=== Testo di partenza ===
La testimonianza di Maria das Graças, Volontaria dell’Immacolata padre Kolbe brasiliana
La mia prima visita al campo di concentramento di Auschwitz con la guida e altre persone è stato molto bella ma ho sentito il bisogno di ritornare alla cella del padre Kolbe da sola. Desideravo stare lì, in silenzio e sentire più intensamente la sua presenza. Volevo ricordare il suo gesto, l’offerta totale, il suo sacrificio supremo, pensare alle sue ceneri che sparse nel campo di concentramento avevano trasformato quel posto di sofferenza e angustia in un luogo di pace e resurrezione. In quel momento, davanti alla sua cella, ho potuto conversare con lui, parlare della mia gioia di stare lì, sentendo la sua presenza. L’emozione è stata molto forte, sembrava che il mio cuore stesse per esplodere.
In quel momento ho pianto. Pianto e pregato. Ho pregato per tutte quelle persone che, in un modo o nell’altro, mi hanno aiutata a conoscere e amare questo santo che un giorno ha trasformato radicalmente la mia vita. In quei pochi minuti di fronte alla sua cella ho fatto memoria di tutto ciò che avevo ascoltato sul suo conto: la sua debolezza causata dalla malattia, in contrasto con la sua forza interiore che ha reso meno pesante la sua sofferenza e il dolore dei suoi compagni prigionieri nel campo di concentramento.
Ho ricordato il suo gesto d’amore, la “trasformazione” della cella della morte in un luogo di preghiere e canti, sentivo dentro di me come un fuoco. Nella mia camera, al rientro al Centro di Harmęże, ho pianto. Sono passata più volte di fronte al campo di concentramento di Auschwitz, nel pomeriggio c’era sempre un tramonto meraviglioso.
Ho pensato che migliaia di vite sono state sacrificate per risorgere alla vita, quella vera, dove non c’è più dolore. Ritorno in Brasile con questo fuoco d’amore che brucia nel cuore. Un fuoco che mi dà il coraggio di testimoniare a tutti che solo l’amore crea e salva l’uomo.

=== Consegna ===
Riscrivi il brano della testimonianza che comincia con le parole "In quel momento ho" e si ferma dopo "campo di concentramento.". Per rispondere basati soltanto sulla testimonianza.

=== Voci fornite ===

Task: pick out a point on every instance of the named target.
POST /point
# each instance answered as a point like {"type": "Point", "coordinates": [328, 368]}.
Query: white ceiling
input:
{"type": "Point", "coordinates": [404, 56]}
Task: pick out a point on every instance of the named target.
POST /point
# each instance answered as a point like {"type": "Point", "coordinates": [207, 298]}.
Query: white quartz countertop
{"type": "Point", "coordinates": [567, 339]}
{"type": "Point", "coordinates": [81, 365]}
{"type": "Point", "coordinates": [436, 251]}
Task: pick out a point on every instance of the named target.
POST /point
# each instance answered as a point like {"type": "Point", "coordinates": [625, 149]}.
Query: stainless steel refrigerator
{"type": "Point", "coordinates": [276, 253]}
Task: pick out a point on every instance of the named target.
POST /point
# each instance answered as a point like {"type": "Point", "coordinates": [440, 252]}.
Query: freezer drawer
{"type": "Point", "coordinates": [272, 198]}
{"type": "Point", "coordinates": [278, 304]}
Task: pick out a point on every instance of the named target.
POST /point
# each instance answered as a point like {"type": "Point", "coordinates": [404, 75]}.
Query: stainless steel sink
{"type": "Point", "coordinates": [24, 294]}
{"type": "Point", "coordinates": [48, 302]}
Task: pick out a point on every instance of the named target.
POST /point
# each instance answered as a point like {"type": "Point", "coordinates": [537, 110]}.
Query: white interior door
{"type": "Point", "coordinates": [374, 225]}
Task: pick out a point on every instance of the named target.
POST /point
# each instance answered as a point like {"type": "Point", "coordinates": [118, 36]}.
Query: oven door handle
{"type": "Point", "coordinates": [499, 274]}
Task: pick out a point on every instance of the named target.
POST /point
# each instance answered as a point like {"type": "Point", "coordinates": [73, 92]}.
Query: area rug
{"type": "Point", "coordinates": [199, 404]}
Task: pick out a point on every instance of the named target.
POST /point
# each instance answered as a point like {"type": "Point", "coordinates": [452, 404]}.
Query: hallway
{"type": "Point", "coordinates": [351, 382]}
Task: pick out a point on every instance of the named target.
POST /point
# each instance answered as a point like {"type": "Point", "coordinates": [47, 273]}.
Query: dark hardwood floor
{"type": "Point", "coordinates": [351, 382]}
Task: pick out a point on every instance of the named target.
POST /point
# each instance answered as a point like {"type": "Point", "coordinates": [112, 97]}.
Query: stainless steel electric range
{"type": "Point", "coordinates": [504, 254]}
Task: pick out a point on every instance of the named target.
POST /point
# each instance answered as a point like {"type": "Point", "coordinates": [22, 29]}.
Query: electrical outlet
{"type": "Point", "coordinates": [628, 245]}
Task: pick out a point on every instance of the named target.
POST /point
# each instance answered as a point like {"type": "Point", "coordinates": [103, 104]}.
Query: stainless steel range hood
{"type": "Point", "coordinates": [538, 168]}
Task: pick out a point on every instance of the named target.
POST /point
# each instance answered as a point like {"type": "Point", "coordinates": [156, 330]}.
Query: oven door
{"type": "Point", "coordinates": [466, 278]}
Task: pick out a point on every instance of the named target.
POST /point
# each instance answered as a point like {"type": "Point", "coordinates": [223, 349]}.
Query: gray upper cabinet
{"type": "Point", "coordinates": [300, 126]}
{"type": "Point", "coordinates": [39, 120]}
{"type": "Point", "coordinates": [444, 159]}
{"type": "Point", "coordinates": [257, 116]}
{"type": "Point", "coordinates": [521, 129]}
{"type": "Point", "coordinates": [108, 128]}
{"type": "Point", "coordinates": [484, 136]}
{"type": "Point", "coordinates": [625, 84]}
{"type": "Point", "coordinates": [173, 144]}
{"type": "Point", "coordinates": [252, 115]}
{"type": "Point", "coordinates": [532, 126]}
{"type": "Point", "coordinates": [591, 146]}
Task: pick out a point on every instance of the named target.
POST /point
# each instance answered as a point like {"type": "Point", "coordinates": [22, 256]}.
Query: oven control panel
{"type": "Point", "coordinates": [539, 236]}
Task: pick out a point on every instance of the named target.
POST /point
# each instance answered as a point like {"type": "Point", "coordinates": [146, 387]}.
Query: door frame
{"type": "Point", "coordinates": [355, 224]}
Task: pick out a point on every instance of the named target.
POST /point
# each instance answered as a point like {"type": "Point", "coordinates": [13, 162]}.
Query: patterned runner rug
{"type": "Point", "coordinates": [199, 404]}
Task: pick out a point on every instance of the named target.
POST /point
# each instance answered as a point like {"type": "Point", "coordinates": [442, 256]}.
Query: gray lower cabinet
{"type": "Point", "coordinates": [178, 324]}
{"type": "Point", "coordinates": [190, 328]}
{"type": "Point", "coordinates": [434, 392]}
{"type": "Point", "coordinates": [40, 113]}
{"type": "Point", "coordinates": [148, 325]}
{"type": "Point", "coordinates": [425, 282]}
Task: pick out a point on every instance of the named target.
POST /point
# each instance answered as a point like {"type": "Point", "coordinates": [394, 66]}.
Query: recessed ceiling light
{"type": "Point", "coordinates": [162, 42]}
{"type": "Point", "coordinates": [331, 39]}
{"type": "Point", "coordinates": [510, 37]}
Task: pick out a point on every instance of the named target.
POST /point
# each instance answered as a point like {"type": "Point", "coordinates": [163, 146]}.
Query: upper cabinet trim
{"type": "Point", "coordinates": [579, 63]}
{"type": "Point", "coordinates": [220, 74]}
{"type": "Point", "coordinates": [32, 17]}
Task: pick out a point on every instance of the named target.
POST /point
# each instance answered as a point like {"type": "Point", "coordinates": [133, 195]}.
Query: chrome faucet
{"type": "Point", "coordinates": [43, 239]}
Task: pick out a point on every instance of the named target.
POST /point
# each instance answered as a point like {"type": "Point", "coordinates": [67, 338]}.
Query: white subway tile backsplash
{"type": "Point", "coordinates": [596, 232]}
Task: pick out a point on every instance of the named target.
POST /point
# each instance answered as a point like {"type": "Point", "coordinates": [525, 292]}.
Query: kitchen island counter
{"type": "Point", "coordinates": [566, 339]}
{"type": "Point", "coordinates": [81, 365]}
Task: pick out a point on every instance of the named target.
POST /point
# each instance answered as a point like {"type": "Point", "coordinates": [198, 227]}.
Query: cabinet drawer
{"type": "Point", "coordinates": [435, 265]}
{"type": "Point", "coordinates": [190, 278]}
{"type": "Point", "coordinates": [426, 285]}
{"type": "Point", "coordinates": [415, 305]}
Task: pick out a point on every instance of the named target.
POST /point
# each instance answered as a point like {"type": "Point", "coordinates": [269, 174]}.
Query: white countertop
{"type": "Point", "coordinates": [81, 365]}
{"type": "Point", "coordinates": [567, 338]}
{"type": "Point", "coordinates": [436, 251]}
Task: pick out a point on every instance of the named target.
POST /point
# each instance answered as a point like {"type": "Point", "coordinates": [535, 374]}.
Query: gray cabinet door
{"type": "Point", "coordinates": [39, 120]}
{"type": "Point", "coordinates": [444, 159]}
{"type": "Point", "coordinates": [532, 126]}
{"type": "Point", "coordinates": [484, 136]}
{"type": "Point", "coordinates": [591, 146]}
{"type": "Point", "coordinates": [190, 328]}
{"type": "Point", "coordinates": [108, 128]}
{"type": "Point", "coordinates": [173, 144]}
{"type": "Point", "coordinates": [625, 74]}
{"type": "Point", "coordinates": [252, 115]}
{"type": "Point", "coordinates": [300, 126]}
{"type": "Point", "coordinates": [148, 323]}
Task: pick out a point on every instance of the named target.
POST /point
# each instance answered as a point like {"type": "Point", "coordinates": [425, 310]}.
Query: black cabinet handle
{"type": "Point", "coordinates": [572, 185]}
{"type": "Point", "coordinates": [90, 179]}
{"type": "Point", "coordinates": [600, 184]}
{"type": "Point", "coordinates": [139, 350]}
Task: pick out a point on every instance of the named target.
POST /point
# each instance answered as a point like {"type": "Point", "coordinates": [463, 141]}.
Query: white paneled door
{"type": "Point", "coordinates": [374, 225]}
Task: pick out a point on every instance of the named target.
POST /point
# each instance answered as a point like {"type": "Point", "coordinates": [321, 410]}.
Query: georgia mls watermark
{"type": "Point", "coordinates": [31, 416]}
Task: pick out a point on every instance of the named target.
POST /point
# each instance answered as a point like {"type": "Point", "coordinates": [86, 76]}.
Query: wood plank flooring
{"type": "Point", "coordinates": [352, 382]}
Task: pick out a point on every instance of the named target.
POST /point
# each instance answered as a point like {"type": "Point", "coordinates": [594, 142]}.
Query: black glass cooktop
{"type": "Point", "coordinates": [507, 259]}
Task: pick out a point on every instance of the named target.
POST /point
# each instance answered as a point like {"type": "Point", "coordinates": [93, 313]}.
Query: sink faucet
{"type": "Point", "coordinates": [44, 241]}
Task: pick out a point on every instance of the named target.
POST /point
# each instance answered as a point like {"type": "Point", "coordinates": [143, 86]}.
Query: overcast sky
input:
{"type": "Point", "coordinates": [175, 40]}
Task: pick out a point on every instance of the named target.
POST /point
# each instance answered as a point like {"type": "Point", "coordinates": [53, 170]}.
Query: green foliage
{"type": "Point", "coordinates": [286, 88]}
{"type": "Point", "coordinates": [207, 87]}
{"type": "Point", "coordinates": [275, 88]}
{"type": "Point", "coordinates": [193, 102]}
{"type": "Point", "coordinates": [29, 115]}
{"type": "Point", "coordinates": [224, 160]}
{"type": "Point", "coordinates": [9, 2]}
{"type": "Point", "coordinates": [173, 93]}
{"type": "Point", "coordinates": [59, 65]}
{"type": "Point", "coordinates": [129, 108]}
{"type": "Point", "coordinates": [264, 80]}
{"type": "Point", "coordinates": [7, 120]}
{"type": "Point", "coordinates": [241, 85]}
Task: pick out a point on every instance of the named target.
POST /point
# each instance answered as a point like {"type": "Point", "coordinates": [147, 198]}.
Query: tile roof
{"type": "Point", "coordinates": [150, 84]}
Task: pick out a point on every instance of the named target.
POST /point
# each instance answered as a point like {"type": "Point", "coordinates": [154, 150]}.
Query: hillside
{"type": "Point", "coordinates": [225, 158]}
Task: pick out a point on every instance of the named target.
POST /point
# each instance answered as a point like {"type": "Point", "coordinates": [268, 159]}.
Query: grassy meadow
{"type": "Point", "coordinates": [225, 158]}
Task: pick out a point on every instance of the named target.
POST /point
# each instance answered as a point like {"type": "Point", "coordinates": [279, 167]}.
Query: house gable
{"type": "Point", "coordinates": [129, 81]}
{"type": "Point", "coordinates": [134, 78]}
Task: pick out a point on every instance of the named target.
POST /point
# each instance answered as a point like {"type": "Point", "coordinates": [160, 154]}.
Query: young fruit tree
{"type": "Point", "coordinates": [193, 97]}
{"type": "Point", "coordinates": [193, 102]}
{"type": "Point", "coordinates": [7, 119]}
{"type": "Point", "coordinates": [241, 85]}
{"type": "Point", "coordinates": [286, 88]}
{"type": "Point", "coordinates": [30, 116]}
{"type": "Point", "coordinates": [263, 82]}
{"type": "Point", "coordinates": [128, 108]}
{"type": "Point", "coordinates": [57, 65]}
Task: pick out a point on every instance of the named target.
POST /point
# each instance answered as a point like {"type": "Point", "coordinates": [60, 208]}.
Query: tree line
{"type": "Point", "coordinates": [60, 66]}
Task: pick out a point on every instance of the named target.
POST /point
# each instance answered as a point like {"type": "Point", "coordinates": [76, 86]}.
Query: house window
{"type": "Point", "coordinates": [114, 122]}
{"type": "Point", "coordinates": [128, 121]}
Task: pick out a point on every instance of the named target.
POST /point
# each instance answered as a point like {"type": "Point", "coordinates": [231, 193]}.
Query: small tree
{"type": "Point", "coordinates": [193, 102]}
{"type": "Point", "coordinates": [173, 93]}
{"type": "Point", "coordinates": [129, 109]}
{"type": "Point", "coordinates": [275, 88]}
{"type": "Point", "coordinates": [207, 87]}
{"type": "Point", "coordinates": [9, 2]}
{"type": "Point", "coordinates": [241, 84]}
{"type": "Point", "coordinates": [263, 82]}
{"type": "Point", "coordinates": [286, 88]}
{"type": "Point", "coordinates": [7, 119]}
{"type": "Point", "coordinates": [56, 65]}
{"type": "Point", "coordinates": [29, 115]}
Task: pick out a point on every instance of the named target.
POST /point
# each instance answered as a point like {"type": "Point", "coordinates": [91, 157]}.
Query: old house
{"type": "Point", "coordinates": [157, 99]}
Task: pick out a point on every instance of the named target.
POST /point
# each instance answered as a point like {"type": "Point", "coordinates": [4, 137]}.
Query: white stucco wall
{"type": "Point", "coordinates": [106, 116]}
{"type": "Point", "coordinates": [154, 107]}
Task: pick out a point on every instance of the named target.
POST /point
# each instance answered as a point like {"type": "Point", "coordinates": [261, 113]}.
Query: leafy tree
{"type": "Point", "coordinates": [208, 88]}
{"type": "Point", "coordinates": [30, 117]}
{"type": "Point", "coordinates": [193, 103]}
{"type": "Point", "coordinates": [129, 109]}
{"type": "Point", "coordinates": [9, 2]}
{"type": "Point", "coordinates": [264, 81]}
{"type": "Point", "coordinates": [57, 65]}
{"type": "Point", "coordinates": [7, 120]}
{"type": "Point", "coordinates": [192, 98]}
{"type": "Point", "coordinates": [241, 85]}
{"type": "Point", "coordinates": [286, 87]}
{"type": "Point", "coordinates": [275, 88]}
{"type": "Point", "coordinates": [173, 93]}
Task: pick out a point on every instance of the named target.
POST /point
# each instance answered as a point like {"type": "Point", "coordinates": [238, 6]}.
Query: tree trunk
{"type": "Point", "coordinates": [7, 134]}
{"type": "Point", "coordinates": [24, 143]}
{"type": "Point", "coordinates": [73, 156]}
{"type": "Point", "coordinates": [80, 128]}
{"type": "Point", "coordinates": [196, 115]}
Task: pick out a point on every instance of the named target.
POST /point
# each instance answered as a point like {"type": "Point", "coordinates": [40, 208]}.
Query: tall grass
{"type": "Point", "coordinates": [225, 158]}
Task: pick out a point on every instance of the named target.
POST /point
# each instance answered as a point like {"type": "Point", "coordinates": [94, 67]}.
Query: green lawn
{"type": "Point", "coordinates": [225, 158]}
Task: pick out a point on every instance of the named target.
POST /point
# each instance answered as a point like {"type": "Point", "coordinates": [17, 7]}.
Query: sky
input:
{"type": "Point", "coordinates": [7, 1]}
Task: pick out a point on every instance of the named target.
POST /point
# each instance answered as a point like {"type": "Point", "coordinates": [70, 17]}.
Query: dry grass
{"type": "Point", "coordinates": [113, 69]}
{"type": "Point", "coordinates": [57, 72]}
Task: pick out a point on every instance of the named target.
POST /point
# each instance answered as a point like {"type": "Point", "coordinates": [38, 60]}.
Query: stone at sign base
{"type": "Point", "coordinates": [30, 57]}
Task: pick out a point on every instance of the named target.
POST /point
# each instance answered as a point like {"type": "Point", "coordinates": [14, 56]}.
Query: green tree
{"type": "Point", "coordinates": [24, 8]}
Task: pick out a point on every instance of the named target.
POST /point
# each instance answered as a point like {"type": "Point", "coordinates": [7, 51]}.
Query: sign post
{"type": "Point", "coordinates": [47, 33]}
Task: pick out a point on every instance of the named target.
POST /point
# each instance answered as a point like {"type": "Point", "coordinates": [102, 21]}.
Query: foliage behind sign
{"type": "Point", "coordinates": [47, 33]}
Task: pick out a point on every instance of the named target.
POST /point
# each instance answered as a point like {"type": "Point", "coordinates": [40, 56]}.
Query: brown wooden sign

=== La tua soluzione ===
In quel momento ho pianto. Pianto e pregato. Ho pregato per tutte quelle persone che, in un modo o nell’altro, mi hanno aiutata a conoscere e amare questo santo che un giorno ha trasformato radicalmente la mia vita. In quei pochi minuti di fronte alla sua cella ho fatto memoria di tutto ciò che avevo ascoltato sul suo conto: la sua debolezza causata dalla malattia, in contrasto con la sua forza interiore che ha reso meno pesante la sua sofferenza e il dolore dei suoi compagni prigionieri nel campo di concentramento.